→ **Objective**
Reproduce, unchanged, everything in the records below from the line containing "Can you find the dark" down to the line containing "x=607, y=405", including both of those lines.

→ **Supplied data**
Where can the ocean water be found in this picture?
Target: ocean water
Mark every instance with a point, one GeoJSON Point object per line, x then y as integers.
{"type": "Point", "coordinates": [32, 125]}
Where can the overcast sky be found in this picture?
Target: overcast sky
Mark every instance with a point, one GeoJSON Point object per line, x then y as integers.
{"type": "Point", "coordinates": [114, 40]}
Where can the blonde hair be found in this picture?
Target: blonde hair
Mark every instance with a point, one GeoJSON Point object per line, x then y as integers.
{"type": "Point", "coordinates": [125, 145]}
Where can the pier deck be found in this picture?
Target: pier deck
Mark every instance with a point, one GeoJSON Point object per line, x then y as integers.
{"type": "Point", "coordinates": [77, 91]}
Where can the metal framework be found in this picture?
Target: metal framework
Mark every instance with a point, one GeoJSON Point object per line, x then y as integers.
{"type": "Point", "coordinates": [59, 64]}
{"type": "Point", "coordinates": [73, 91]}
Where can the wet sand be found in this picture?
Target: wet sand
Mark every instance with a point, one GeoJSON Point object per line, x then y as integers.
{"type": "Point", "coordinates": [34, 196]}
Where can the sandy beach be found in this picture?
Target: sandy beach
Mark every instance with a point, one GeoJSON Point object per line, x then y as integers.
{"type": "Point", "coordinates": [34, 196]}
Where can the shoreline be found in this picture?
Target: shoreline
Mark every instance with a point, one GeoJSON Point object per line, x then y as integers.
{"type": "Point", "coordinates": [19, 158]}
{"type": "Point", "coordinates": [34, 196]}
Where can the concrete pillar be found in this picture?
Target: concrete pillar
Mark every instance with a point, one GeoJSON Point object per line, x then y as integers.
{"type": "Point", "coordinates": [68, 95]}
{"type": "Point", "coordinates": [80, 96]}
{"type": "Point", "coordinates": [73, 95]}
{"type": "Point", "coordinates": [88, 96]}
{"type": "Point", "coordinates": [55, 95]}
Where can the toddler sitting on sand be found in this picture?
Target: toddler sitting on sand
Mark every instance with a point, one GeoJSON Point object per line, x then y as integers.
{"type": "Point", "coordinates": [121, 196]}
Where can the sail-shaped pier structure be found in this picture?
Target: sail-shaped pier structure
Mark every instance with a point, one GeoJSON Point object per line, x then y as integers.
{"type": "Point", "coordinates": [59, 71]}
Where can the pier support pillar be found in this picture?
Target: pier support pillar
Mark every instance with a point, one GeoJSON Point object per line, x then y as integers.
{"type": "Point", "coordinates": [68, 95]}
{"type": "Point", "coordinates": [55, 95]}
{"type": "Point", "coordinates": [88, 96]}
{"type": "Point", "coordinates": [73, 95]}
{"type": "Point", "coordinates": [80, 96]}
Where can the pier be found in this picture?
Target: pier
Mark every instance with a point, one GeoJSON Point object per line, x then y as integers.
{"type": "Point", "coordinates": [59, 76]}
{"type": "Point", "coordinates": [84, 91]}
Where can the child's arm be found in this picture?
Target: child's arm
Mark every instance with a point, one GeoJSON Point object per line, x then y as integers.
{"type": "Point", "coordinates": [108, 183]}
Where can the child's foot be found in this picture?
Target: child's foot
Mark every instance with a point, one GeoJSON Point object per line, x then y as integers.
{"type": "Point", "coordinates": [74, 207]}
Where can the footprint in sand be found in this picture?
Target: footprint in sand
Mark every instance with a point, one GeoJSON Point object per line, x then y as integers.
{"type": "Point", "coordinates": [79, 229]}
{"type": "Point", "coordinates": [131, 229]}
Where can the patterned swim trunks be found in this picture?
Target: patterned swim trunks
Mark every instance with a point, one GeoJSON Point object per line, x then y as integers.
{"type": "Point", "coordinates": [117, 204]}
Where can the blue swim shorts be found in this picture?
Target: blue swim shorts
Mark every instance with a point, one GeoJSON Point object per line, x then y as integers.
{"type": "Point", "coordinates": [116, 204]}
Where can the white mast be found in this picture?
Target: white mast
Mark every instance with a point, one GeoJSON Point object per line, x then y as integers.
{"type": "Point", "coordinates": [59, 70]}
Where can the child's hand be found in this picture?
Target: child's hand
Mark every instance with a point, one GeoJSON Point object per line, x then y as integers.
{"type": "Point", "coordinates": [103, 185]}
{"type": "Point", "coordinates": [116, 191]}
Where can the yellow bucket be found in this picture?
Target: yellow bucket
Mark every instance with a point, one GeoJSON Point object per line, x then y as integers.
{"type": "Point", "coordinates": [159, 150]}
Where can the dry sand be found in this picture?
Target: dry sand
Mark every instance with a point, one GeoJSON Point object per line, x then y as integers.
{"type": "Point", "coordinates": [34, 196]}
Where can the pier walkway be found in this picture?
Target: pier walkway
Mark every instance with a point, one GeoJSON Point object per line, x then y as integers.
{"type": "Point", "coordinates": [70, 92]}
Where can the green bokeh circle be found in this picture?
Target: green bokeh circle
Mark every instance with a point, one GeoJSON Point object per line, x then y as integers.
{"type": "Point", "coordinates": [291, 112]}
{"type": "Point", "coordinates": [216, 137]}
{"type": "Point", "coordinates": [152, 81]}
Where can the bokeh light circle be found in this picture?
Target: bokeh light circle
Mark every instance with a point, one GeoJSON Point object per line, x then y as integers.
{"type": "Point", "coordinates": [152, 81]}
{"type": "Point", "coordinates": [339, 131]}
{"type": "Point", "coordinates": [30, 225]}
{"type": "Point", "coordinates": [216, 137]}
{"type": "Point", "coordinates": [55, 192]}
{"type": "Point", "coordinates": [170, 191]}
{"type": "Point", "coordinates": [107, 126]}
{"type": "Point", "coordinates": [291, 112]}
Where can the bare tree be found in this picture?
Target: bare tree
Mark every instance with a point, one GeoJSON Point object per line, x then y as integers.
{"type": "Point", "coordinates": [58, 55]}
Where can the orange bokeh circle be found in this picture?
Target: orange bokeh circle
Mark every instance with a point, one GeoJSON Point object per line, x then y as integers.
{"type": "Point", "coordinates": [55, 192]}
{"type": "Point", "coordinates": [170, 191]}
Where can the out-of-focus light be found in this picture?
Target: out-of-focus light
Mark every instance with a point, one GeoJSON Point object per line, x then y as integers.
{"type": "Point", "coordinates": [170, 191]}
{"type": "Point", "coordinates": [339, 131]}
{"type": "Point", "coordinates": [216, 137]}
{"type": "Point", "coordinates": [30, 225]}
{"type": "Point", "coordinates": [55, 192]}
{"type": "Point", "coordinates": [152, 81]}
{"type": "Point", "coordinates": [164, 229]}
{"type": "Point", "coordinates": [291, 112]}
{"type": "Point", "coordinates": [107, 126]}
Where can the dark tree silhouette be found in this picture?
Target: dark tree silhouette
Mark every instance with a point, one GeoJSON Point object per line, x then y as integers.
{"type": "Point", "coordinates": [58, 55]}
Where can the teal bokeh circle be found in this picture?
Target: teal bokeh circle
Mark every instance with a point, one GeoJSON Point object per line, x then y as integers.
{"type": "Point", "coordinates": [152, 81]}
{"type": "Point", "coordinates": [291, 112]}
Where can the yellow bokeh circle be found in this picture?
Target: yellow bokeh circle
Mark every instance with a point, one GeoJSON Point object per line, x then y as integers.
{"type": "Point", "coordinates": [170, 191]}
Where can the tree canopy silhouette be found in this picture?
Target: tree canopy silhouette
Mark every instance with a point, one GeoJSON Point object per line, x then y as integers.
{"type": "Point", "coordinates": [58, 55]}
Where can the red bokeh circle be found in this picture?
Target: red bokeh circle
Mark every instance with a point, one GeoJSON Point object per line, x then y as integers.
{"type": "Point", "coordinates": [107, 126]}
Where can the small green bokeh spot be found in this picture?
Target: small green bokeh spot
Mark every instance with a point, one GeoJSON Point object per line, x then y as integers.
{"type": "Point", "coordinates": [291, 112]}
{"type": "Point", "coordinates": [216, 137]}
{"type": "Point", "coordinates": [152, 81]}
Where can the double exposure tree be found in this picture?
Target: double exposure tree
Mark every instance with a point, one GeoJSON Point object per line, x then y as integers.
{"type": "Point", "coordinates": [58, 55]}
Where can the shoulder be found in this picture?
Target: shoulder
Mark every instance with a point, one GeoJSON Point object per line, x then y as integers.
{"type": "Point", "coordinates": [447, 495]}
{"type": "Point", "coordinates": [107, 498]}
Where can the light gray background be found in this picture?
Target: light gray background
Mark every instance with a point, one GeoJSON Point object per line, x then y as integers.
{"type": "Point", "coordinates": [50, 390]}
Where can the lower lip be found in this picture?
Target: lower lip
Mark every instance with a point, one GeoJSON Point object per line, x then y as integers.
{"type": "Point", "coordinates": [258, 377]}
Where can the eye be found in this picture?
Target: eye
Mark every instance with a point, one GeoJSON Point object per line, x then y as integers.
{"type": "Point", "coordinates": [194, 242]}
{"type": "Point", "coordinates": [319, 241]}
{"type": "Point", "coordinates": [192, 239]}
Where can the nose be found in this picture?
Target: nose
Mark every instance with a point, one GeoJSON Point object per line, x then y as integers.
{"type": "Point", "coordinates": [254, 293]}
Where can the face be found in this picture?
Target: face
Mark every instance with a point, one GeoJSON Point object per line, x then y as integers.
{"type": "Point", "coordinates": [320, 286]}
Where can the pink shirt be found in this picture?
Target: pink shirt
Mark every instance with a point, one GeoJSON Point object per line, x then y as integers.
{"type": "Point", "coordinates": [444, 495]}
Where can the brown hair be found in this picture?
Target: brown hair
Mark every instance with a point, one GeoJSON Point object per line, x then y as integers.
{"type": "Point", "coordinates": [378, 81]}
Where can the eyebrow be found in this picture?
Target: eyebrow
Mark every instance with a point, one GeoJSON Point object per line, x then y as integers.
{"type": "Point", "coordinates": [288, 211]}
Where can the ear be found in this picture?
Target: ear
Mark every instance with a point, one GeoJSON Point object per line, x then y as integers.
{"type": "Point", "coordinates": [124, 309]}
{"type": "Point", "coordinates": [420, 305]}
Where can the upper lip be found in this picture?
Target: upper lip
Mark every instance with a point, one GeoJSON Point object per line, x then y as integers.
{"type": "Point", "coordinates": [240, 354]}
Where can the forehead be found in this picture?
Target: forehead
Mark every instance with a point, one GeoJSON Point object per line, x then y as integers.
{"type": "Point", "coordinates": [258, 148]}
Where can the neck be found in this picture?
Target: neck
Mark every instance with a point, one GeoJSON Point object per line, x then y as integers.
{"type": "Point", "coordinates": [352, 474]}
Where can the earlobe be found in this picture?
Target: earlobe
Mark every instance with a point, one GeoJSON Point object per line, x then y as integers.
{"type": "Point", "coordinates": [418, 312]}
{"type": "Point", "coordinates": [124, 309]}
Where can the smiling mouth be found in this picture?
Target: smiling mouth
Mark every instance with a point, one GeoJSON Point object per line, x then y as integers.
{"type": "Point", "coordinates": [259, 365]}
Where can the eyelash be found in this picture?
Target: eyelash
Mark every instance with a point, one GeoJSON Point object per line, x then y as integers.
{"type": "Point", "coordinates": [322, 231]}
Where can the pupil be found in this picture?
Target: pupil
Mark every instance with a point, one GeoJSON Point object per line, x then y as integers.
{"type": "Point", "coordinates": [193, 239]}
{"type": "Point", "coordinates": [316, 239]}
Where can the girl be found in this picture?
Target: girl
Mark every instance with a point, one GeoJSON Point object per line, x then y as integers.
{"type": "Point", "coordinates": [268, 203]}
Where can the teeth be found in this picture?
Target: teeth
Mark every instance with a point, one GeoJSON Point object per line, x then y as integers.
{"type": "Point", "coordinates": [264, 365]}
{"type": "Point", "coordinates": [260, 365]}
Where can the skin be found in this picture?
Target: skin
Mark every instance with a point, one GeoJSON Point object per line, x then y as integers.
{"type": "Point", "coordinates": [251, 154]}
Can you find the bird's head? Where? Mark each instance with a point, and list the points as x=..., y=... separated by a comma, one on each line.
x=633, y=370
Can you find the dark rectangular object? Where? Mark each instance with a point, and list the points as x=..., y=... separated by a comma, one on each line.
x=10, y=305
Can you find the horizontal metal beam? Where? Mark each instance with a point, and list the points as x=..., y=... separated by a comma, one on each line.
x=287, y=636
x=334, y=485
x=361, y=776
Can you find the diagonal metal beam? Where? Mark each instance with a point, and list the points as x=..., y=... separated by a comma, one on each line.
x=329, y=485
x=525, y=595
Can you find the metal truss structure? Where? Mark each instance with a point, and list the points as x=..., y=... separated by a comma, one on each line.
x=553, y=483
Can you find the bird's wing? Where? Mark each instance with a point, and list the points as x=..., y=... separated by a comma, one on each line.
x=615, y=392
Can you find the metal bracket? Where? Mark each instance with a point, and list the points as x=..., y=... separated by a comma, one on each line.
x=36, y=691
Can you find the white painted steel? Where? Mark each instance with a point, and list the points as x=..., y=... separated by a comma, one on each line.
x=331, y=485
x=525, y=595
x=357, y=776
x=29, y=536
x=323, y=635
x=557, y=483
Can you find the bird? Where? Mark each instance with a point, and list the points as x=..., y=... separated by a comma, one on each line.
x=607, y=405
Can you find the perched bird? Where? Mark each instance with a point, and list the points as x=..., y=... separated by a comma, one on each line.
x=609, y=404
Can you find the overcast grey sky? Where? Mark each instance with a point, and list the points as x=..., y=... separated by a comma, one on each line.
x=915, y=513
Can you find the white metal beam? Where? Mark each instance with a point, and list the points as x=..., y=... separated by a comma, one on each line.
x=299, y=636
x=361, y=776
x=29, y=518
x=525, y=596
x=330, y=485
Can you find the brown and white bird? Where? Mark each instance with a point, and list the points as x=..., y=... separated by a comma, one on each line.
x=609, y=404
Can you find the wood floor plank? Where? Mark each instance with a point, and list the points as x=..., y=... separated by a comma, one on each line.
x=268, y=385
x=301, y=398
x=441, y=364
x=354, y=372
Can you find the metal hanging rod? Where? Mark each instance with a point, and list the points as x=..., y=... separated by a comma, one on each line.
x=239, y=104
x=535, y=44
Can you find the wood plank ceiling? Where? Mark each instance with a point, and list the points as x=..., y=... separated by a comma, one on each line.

→ **Task result**
Can you find the dark rectangular object? Where? Mark each instance with a point, and list the points as x=..., y=... separated by a comma, one on each line.
x=10, y=305
Can you find the horizontal metal beam? Where? Mark each instance with a point, and list the points as x=..., y=... separated by a comma, one on each line.
x=287, y=636
x=334, y=485
x=361, y=776
Can you find the diagonal metal beam? Where? Mark each instance with a point, and list the points as x=..., y=... separated by a comma, one on each line.
x=329, y=485
x=525, y=595
Can you find the metal truss structure? Where? Mark each instance with a point, and list the points as x=..., y=... separated by a comma, one on each line.
x=553, y=483
Can you find the bird's wing? Where? Mark each instance with a point, and list the points as x=..., y=... separated by a comma, one on each line.
x=615, y=392
Can you find the metal bracket? Where? Mark each instance with a point, and list the points as x=..., y=... separated by a comma, one on each line.
x=36, y=691
Can you find the white painted steel? Where? Mark each instance with a point, and list the points as x=..., y=... separated by a comma, one on each line.
x=331, y=485
x=525, y=595
x=357, y=776
x=29, y=536
x=323, y=635
x=557, y=483
Can you find the bird? Where? Mark each instance with a point, and list the points as x=..., y=... separated by a comma, one on each line.
x=607, y=405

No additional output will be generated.